- [Written problem] Format each line of the data below as a JSON list of strings, one string per line, leaving out blank lines.

[begin Input material]

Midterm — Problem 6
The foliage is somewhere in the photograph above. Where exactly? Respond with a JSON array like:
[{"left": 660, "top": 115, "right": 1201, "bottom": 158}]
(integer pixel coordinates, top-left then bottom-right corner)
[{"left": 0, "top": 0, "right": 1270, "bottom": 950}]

[end Input material]

- [Written response]
[
  "Midterm — Problem 6",
  "The foliage is somewhere in the photograph above. Where exactly? Respond with a JSON array like:",
  "[{\"left\": 660, \"top\": 115, \"right\": 1201, \"bottom\": 158}]",
  "(integer pixel coordinates, top-left then bottom-right corner)",
  "[{\"left\": 0, \"top\": 0, \"right\": 1270, \"bottom\": 950}]"
]